*** Data for review Section Begins ***

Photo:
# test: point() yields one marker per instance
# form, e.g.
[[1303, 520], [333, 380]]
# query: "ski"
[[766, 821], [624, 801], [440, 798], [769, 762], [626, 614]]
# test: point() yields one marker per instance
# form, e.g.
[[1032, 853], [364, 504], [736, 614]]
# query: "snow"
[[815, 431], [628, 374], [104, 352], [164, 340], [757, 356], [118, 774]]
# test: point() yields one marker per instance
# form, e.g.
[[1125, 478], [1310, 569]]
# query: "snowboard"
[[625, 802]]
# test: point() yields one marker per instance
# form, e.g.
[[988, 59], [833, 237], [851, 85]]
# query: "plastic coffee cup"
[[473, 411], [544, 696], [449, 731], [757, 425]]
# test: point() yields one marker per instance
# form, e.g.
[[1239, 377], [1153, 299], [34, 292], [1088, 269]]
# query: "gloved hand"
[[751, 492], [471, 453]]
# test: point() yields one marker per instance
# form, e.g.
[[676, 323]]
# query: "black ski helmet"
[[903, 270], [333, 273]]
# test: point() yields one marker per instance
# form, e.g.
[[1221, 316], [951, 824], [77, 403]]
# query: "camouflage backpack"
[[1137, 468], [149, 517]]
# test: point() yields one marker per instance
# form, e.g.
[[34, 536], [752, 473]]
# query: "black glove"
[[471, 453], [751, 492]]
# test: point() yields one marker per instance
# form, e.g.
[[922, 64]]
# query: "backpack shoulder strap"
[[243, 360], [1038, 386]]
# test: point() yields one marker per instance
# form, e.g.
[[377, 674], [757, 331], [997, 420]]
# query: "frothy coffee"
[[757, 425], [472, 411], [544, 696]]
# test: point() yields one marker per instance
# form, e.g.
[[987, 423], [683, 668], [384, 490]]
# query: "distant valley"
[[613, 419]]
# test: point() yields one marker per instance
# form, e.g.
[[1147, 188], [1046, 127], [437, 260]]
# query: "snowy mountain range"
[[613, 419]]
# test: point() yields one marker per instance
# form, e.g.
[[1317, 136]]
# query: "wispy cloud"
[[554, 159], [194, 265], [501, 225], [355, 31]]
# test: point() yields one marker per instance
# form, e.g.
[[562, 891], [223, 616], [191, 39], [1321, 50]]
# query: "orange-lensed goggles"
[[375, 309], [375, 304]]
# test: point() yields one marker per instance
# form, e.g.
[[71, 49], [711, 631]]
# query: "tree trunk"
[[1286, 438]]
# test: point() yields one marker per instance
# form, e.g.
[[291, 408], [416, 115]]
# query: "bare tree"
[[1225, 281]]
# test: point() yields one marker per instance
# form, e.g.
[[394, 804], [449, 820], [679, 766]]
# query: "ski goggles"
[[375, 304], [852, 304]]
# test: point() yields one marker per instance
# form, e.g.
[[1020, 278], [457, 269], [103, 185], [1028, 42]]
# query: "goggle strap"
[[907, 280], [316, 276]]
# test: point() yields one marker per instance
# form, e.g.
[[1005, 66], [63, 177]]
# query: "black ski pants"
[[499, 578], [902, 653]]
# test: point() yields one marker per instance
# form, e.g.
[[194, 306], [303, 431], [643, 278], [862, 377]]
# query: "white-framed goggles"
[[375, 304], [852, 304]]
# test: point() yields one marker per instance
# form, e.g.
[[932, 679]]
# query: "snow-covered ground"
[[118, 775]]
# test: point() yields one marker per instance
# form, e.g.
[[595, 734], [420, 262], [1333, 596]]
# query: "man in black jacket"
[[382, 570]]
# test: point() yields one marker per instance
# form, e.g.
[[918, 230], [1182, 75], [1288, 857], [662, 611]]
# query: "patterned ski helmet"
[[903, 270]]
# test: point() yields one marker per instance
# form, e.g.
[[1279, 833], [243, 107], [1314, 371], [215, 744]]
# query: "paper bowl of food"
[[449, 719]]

*** Data for review Section Ends ***

Would you restate the entries word for word, omitting none?

■ Exercise solution:
Photo:
# test: point() yields one marker per instance
# form, e.g.
[[1303, 520], [333, 380]]
# query: "ski"
[[766, 821], [624, 801], [440, 798], [769, 762], [626, 614]]
# test: point() yields one marker per instance
# form, e.g.
[[1032, 853], [364, 504], [736, 614]]
# query: "snow"
[[815, 431], [628, 374], [104, 352], [164, 340], [757, 356], [118, 774]]
# test: point() yields one marker per instance
# form, e.g.
[[1125, 478], [1310, 569]]
# query: "snowboard"
[[625, 802]]
# test: point() yields one marker per instance
# form, e.g.
[[988, 59], [833, 237], [851, 85]]
# query: "plastic coffee cup"
[[473, 411], [544, 696], [449, 731], [757, 425]]
# test: point() yields one marker per instance
# form, e.g.
[[1239, 377], [1153, 299], [34, 292], [1088, 269]]
# query: "gloved hand"
[[751, 492], [471, 453]]
# test: point() yields one marker per instance
# form, e.g.
[[676, 323]]
# query: "black ski helmet"
[[903, 270], [333, 273]]
# test: point() yields one marker per instance
# form, e.g.
[[1221, 316], [951, 824], [77, 403]]
# query: "camouflage backpack"
[[1137, 468], [149, 517]]
# test: point() yields one marker per instance
# form, e.g.
[[34, 536], [752, 473]]
# query: "black glove"
[[471, 453], [751, 492]]
# test: point() yields one marker per instance
# form, e.g.
[[922, 64]]
# query: "backpack shoulder strap"
[[243, 360], [1038, 386]]
# test: point() yields one marker per instance
# form, e.g.
[[377, 674], [757, 331], [997, 420]]
# query: "frothy coffee"
[[757, 425], [472, 411], [544, 696]]
# test: point() yields one marker per instance
# form, e.g.
[[987, 423], [683, 668], [384, 490]]
# query: "distant valley"
[[613, 419]]
# test: point() yields one marker per instance
# form, e.g.
[[1147, 188], [1046, 127], [437, 260]]
# query: "snowy mountain range"
[[613, 419]]
# test: point() yields one marker per instance
# form, e.g.
[[1317, 136]]
# query: "wispy cloud"
[[554, 159], [194, 265], [501, 225], [355, 31]]
# test: point() yields one marker per instance
# form, e.g.
[[562, 891], [223, 616], [191, 39], [1321, 50]]
# query: "orange-lensed goggles"
[[375, 309], [375, 304]]
# test: point() yields one marker per instance
# form, e.g.
[[71, 49], [711, 631]]
# query: "tree trunk"
[[1286, 438]]
# test: point() yields one marker per instance
# form, e.g.
[[291, 408], [416, 115]]
# query: "bare tree"
[[1225, 281]]
# test: point() yields one marker per instance
# form, e.g.
[[394, 804], [449, 820], [679, 766]]
# query: "ski goggles"
[[375, 304], [852, 304]]
# test: point() yields one marker per instance
# form, e.g.
[[1020, 278], [457, 269], [103, 185], [1028, 42]]
# query: "goggle strap"
[[907, 280], [316, 276]]
# test: point() yields one marker per instance
# form, e.g.
[[1005, 66], [63, 177]]
# query: "black ski pants"
[[499, 578], [902, 653]]
# test: point() yields one marker per instance
# form, e.g.
[[194, 306], [303, 431], [643, 278], [862, 377]]
# query: "white-framed goggles"
[[375, 304], [852, 304]]
# test: point() yields one marker per instance
# form, e.g.
[[932, 679]]
# query: "snow-covered ground"
[[118, 775]]
# test: point() yields one marker per instance
# form, e.g.
[[595, 734], [420, 262], [1333, 596]]
# query: "man in black jacket"
[[382, 570]]
# test: point() yields one marker per instance
# form, e.g.
[[918, 230], [1182, 75], [1288, 857], [662, 611]]
# query: "patterned ski helmet"
[[903, 270]]
# test: point() yields one marker per instance
# form, e.g.
[[1279, 833], [243, 107], [1314, 371], [215, 744]]
# query: "paper bowl of food"
[[449, 719]]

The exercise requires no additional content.